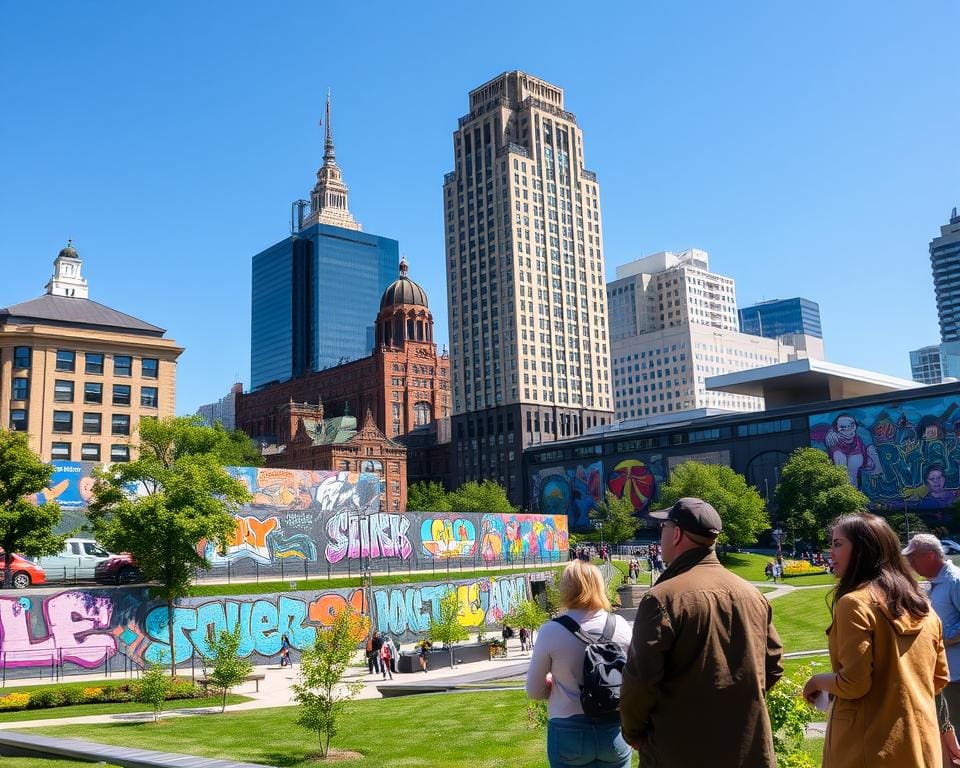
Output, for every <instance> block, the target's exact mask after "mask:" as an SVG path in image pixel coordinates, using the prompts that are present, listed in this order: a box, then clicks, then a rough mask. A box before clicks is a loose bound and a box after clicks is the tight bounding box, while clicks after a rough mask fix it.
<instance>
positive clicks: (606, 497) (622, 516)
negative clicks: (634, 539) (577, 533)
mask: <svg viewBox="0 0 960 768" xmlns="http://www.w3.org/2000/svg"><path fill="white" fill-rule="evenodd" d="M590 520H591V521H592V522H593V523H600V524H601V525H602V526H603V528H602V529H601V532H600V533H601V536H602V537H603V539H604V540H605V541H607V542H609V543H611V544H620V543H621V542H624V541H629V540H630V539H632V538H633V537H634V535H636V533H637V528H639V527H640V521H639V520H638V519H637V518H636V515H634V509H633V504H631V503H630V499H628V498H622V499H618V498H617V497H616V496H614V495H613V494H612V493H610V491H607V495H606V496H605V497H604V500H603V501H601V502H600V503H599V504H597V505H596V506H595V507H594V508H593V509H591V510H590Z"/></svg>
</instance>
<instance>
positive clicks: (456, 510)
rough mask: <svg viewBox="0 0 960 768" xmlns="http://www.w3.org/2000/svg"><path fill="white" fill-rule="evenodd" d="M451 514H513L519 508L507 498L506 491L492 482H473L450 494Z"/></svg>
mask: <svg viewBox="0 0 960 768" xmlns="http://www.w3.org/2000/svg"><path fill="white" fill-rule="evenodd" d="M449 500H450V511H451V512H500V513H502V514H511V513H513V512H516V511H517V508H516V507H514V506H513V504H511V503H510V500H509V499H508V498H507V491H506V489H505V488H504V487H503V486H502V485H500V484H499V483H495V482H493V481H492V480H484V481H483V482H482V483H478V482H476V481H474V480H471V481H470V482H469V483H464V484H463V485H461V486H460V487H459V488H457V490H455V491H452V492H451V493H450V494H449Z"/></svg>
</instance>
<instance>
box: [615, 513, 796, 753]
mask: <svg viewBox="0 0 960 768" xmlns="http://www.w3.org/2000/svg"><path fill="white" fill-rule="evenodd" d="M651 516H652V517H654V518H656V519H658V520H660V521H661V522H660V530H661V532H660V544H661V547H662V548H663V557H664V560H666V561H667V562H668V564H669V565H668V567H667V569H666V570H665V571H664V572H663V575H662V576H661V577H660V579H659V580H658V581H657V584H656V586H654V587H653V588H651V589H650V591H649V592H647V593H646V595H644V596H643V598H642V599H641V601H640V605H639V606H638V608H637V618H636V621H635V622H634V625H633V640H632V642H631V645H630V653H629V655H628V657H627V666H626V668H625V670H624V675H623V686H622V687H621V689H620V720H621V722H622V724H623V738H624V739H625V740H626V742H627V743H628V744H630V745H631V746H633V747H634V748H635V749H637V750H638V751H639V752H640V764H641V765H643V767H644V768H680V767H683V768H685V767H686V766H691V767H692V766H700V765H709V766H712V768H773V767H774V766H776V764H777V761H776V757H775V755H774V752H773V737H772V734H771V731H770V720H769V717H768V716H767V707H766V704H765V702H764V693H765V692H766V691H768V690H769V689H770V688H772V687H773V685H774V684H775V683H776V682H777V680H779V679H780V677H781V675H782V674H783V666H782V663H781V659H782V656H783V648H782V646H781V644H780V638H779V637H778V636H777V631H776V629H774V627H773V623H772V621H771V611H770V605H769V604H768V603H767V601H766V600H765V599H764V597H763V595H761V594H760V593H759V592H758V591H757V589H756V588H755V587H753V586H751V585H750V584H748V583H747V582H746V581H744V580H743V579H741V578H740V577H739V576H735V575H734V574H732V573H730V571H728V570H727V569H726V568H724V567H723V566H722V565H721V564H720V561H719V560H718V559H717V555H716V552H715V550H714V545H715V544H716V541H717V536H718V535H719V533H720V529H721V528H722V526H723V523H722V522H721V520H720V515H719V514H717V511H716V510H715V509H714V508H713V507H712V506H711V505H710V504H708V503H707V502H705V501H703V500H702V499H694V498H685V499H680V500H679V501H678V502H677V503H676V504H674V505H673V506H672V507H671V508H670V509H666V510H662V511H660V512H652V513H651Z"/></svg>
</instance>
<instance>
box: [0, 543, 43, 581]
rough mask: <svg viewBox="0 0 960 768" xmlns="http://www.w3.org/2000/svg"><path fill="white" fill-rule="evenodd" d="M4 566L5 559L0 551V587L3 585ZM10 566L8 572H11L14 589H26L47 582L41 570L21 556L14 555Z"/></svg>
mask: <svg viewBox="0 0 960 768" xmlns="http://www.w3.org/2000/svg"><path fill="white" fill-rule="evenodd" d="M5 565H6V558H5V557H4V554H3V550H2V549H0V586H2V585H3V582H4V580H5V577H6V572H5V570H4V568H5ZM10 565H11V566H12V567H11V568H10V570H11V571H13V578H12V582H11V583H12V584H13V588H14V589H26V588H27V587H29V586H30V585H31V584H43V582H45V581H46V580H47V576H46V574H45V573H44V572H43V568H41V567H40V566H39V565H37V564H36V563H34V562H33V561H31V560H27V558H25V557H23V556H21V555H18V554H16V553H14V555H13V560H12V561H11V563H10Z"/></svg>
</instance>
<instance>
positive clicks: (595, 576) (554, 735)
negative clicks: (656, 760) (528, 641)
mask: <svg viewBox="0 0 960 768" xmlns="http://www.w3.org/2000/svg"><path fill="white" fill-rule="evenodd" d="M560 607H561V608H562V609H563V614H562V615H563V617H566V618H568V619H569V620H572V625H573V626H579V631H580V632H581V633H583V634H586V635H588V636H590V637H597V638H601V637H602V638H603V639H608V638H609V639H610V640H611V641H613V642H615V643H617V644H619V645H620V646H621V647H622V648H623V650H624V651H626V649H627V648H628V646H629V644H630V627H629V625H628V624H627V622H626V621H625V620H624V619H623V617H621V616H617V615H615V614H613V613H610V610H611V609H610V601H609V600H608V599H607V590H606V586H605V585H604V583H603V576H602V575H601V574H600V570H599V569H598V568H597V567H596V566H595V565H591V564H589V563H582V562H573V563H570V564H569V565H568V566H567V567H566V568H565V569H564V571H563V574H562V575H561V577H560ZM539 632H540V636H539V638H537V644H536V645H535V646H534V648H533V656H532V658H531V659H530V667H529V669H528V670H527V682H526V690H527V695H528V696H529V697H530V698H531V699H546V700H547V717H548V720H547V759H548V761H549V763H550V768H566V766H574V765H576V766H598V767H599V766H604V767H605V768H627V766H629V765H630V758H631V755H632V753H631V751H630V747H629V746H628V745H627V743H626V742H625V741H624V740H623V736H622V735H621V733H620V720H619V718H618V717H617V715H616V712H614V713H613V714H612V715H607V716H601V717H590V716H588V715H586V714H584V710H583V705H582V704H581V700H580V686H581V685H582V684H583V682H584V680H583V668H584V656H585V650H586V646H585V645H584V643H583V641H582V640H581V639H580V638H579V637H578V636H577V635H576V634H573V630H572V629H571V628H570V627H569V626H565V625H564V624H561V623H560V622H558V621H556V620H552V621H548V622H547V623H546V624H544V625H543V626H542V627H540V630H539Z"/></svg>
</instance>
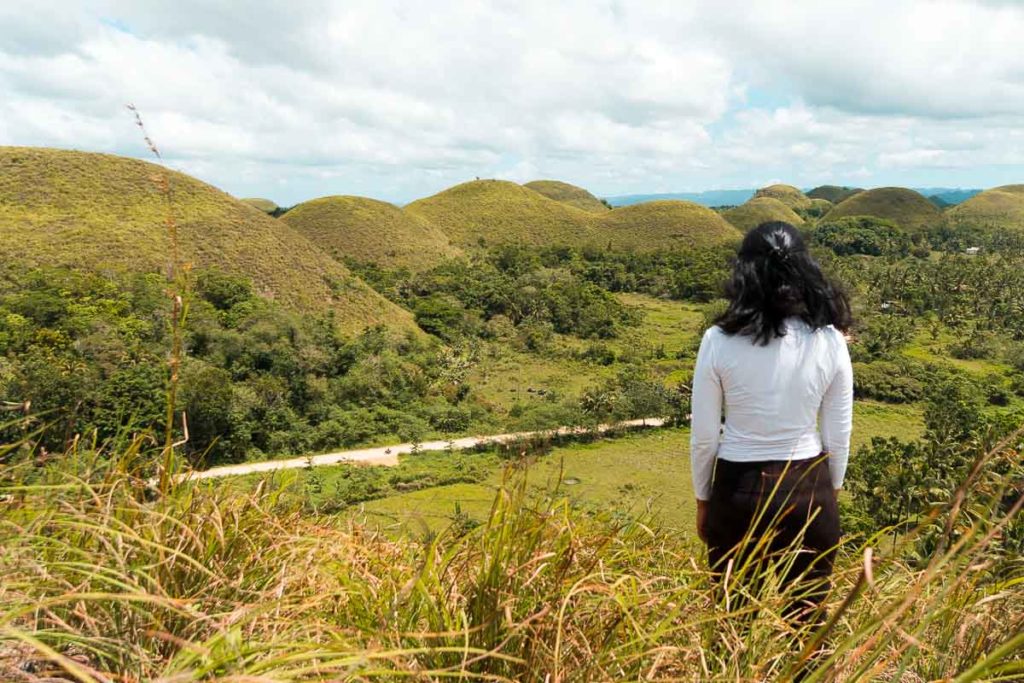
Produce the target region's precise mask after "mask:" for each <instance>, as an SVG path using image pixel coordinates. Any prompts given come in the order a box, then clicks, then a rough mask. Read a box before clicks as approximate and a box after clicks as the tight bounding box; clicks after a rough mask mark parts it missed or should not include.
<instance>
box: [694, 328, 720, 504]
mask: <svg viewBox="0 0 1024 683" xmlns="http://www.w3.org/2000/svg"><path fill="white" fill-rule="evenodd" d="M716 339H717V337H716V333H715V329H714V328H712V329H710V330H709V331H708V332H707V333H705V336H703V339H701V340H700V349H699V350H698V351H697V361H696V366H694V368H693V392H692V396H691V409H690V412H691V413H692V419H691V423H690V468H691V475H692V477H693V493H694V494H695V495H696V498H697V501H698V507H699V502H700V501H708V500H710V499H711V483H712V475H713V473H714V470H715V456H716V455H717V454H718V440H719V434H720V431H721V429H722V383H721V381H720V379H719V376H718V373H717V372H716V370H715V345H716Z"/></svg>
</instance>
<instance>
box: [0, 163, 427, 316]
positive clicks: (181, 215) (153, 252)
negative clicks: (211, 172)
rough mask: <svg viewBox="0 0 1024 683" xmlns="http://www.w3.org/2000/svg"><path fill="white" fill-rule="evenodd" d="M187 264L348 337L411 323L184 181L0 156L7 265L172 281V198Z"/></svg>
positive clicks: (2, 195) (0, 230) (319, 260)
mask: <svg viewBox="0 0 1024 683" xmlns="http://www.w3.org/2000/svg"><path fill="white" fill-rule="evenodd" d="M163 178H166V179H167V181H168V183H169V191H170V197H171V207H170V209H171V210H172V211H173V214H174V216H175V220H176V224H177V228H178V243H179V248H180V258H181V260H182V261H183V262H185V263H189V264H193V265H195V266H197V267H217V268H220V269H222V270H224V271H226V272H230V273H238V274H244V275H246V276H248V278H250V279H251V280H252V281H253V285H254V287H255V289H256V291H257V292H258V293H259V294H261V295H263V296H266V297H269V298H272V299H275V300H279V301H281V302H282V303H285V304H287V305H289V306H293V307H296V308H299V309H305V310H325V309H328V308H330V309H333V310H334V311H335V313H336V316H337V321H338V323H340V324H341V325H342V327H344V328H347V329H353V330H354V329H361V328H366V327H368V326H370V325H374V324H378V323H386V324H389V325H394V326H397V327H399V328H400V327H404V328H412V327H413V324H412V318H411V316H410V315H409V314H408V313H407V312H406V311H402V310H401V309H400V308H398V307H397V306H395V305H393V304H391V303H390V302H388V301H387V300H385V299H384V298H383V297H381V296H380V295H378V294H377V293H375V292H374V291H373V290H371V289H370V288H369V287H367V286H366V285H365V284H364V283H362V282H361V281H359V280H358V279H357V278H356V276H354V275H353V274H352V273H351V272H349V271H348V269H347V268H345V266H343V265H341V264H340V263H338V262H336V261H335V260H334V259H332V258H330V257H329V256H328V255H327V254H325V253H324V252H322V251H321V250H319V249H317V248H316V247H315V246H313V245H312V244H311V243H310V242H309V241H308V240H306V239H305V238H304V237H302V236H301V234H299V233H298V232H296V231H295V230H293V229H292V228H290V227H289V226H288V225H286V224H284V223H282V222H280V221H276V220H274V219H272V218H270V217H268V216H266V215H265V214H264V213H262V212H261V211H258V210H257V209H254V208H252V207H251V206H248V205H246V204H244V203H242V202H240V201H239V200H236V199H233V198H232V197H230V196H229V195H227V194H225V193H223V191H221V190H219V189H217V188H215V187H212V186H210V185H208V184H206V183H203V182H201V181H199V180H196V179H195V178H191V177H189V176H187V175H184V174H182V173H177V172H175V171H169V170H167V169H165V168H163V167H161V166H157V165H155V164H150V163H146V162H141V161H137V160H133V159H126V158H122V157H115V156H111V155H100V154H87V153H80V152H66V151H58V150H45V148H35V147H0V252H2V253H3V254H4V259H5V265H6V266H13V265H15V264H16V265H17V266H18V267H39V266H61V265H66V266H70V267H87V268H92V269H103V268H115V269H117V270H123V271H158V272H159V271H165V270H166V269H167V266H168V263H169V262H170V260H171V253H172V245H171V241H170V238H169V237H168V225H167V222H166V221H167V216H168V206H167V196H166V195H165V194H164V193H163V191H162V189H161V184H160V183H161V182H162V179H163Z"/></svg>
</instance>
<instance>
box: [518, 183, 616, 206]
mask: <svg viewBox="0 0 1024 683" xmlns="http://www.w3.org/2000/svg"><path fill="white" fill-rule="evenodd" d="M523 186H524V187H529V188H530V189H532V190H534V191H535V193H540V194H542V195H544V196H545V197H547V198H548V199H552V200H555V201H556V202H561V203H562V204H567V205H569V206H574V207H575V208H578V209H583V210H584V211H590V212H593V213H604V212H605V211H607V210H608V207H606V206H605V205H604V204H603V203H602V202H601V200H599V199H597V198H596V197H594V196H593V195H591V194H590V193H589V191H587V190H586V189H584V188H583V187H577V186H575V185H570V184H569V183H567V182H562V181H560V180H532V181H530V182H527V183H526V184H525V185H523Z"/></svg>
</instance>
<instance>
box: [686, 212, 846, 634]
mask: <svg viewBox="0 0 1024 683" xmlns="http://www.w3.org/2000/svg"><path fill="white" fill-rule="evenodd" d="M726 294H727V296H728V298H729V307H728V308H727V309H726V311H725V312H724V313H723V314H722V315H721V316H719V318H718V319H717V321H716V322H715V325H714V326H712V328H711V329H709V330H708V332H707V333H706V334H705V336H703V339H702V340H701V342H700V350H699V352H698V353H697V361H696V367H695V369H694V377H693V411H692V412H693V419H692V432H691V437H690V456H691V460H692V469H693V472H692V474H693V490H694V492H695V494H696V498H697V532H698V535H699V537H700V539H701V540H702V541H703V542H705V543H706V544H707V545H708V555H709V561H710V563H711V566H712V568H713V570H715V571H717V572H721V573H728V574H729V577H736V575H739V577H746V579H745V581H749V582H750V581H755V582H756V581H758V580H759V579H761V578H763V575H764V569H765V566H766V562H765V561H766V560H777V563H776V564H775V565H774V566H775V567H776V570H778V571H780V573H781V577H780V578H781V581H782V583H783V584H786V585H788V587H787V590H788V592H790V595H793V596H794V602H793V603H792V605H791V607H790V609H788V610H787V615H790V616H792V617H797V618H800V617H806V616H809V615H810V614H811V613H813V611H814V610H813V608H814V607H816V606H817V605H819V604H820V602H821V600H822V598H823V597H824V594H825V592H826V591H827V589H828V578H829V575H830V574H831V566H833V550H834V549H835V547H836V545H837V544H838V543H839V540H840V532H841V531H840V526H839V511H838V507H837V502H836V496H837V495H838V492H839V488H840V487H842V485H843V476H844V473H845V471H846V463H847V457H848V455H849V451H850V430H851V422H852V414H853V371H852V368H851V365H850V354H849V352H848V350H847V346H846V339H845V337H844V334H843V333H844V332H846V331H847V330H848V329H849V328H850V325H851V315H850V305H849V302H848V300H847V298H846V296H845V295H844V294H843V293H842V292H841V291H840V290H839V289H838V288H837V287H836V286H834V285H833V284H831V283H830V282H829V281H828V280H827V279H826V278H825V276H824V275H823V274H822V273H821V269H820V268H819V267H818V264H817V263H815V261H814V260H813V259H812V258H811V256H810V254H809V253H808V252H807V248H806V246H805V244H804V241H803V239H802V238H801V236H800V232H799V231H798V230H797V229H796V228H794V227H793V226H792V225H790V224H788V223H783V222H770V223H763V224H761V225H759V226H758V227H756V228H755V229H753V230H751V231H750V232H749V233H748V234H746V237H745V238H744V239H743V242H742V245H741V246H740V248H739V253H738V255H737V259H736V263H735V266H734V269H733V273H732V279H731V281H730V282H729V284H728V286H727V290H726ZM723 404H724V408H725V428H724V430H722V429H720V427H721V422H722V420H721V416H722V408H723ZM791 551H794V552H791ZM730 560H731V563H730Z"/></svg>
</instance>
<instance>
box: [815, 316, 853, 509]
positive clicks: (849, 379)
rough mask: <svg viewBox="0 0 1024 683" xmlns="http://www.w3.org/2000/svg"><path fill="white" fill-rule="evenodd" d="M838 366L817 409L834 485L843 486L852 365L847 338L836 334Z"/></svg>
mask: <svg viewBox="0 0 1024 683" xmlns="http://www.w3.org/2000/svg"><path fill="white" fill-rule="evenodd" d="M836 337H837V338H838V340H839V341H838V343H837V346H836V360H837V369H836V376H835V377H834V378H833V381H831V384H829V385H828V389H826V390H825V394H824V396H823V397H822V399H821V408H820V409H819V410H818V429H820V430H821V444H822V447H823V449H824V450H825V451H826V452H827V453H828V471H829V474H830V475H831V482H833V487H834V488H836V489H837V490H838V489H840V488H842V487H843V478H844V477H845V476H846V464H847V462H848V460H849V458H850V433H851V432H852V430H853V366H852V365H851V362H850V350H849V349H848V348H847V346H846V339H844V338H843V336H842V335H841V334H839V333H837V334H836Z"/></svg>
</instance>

___

__What is expected__: How many lines in the rows above contain the string "negative"? Reply with the number alone.

__Reply to the task__: 3